##### Alıntılanan Metin #####
Mecburi Hizmet ile İlgili Sorular ve Yanıtları

ttbTürk Tabipleri Birliği, mecburi hizmet yükümlülüğü ile ilgili olarak sık sorulan soruları yanıtladı.

MECBURİ HİZMET İLE İLGİLİ SORULAR VE YANITLARI

Mecburi hizmet yükümlülüğü nedir?

Mecburi hizmet (yasal ifadesiyle Devlet Hizmeti Yükümlülüğü), 5371 sayılı Kanun ile Sağlık Hizmetleri Temel Kanununa eklenen hükümler uyarınca, 05.07.2005 tarihinden sonra mezun olan, uzmanlığını ya da yan dal uzmanlığını tamamlayan tabiplerin, Sağlık Bakanlığı tarafından atandıkları yere göre değişen 300 ila 600 gün süreyle görev yapması zorunluluğudur.

Tıp fakültesini yeni bitirenler için süreç nasıl işlemektedir?

Tıp fakültesini bitiren tabiplerin diplomaları ilgili fakülte dekanlıkları tarafından 15 gün içinde Sağlık Bakanlığı’na gönderilir. Sağlık Bakanlığı diplomaların kendisine gelmesinden sonra diploma tescilini yapar ve bu tarihten itibaren iki ay içinde tabibin atamasını yapmak zorundadır.
#####
Görev Listesi:
1. Sınırlayıcı kutu satırlarından "dark trouser leg." ifadesinin geçtiği satırdan son satıra kadar olanları, iki uç da dahil, aynen yazın.
2. Mecburi hizmet metnini kaldığı yerden sürdürün.
Metin ile satırlar birbirinden farklı kaynaklardan alınmıştır.
##### Çıkarılan Veriler #####
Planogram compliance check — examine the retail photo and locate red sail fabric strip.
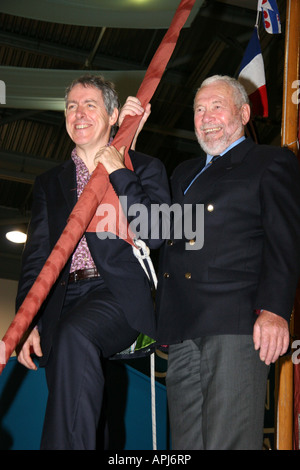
[0,0,195,373]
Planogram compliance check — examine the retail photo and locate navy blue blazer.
[156,139,300,344]
[16,151,170,366]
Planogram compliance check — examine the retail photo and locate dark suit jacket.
[16,151,170,366]
[157,139,300,344]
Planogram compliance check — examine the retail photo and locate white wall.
[0,279,18,352]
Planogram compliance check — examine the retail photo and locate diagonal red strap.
[0,0,195,373]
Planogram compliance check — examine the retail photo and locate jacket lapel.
[58,159,77,211]
[183,139,255,203]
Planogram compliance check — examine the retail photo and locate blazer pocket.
[208,267,257,282]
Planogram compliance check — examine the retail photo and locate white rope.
[132,238,157,450]
[132,238,157,289]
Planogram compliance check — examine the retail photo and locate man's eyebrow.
[67,98,97,105]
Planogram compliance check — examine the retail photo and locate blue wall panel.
[0,357,168,450]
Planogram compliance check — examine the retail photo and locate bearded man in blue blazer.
[16,76,169,450]
[157,76,300,450]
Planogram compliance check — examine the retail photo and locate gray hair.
[197,75,249,108]
[65,74,120,135]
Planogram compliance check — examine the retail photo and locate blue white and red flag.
[238,26,269,117]
[258,0,281,34]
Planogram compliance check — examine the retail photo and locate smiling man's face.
[66,84,118,148]
[194,81,250,155]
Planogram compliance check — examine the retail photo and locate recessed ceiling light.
[6,230,27,243]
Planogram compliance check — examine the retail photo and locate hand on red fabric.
[18,329,43,370]
[253,310,290,365]
[94,145,125,175]
[119,96,151,150]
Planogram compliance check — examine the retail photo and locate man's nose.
[76,106,85,118]
[202,109,213,122]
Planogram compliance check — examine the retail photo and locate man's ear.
[109,108,119,126]
[241,103,251,126]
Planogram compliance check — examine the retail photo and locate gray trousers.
[166,335,269,450]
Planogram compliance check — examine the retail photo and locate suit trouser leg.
[167,335,269,450]
[41,280,137,450]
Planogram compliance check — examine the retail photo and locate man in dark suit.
[157,76,300,450]
[16,76,169,450]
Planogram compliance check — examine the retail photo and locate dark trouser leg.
[41,280,137,450]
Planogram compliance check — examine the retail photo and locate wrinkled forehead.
#####
Alıştırma Yanıtları:
1.
Planogram compliance check — examine the retail photo and locate dark trouser leg.
[41,280,137,450]
Planogram compliance check — examine the retail photo and locate wrinkled forehead.

2.
Mecburi hizmet tercihleri nasıl yapılmaktadır? Tercih yapılmazsa ne olur?

Mecburi hizmete tâbi olanların atamaları mevcut kadrolar arasında kendilerine tercih yapma hakkı tanınarak uygulanmaktadır. Ancak kişilerin tercih yapmış olmaları bu tercihlerine mutlak surette uyulacağı garantisini vermemektedir. Tabip tarafından tercih ve atama yapılabilmesi için öncelikle Sağlık Bakanlığı internet sayfasında yayımlanan kuraya dâhil edilecek kişiler arasında isminin yayımlanmış olması gereklidir. Listede ismi olan tabip yine internet üzerindeki programı kullanarak tercihlerini belirtecek ve alacağı çıktıyı posta ya da kargo yoluyla Sağlık Bakanlığına ulaştıracaktır.

Yerleştirme noter huzurunda kur’a çekimi suretiyle yapılmaktadır. Öncelikle tercih belirtenler için kur’a çekimi yapılmakta, ardından tercihlerine yerleştirilmeyenler ile hiç tercih yapmamış olanlar için genel bir kura çekimi yapılmaktadır.

Gıyaben kura çekilmesi ne demek?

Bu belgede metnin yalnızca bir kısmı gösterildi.